TASK DETAILS:
Copy every entry precisely.

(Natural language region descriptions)

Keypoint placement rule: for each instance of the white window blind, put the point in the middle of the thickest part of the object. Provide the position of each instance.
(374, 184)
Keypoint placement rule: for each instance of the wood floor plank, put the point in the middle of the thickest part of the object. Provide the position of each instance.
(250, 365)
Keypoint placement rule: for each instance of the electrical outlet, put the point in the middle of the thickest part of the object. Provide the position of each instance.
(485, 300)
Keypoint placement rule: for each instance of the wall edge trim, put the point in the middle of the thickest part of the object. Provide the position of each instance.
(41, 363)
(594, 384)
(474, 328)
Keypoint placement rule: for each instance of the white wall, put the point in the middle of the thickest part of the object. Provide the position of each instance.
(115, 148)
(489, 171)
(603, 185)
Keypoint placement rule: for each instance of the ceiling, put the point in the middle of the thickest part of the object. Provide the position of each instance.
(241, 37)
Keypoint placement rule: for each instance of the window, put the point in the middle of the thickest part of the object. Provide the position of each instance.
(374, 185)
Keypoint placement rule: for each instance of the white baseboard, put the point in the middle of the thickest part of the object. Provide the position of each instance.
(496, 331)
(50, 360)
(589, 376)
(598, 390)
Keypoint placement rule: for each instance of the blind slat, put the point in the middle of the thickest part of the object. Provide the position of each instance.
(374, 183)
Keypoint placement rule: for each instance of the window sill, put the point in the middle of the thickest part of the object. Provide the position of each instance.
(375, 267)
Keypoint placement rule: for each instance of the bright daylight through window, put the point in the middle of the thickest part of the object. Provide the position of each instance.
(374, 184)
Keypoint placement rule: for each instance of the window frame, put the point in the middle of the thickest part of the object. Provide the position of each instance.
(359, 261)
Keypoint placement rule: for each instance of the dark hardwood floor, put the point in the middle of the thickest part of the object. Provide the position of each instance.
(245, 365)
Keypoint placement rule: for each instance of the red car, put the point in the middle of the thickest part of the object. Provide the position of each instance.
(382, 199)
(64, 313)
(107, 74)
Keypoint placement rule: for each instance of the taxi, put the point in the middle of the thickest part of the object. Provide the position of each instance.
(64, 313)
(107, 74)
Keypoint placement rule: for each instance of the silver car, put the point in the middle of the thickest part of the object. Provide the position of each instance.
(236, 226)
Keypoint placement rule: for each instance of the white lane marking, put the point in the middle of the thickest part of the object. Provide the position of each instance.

ANSWER TO THIS EXERCISE:
Keypoint placement rule: for each instance of the white window blind, put the point in the middle of the thickest part of the object. Provide the position of each instance.
(374, 184)
Keypoint placement rule: for each instance of the wood floor plank, put the point in the middle of the thickest part of the object. Provide the position of each instance.
(250, 365)
Keypoint placement rule: for each instance of the electrical outlet, put the point in the middle of the thickest part of the object. Provide the position of each instance.
(485, 300)
Keypoint placement rule: for each instance of the wall edge trim, put the point in the middle of the thickest part of the object. Provide the position of each instance.
(41, 363)
(594, 384)
(474, 328)
Keypoint placement rule: for each instance of the white wall, put the point in the middle of the thickest part of the object. Provide the position of each instance.
(115, 148)
(489, 171)
(603, 185)
Keypoint placement rule: for each instance of the ceiling, put the point in the middle of the thickest part of the object. Provide the position of each instance.
(241, 37)
Keypoint placement rule: for each instance of the window, put the point in the middle of the thickest part of the object. Provide the position of each instance.
(374, 185)
Keypoint placement rule: for each instance of the white baseboard, put the point in the middle of the thickest part of the object. Provide the position of each instance.
(496, 331)
(50, 360)
(589, 376)
(598, 390)
Keypoint placement rule: for each instance of the blind slat, put the point in the middle of the thickest part of the object. Provide the position of each instance.
(374, 183)
Keypoint placement rule: for each instance of the window sill, put the point in the middle of the thickest part of the object. Provide the position of each instance.
(375, 267)
Keypoint placement rule: for each instance of the bright daylight through window, put the point in the middle of the thickest part of the object. Provide the position of each instance.
(374, 184)
Keypoint placement rule: for each instance of the window frame, put the point in the middle of the thickest part of the object. Provide the position of each instance.
(359, 261)
Keypoint placement rule: for each instance of the dark hardwood floor, put the point in the middle of the thickest part of the object. Provide the position of each instance.
(245, 365)
Keypoint placement rule: for each instance of the red car, put the point in the middle of the thickest part of the object. Provide the position of each instance.
(382, 199)
(64, 313)
(107, 74)
Keypoint placement rule: for each instance of the taxi, put the point in the middle of the thickest part of the object. Provide the position of each instance.
(64, 313)
(107, 74)
Keypoint placement rule: for each instance of the silver car, put the point in the middle of the thickest part of the object. Provide the position of each instance.
(236, 226)
Keypoint placement rule: for each instance of the white lane marking, put the point in the middle of the thickest part of the object. Provide the position of each instance.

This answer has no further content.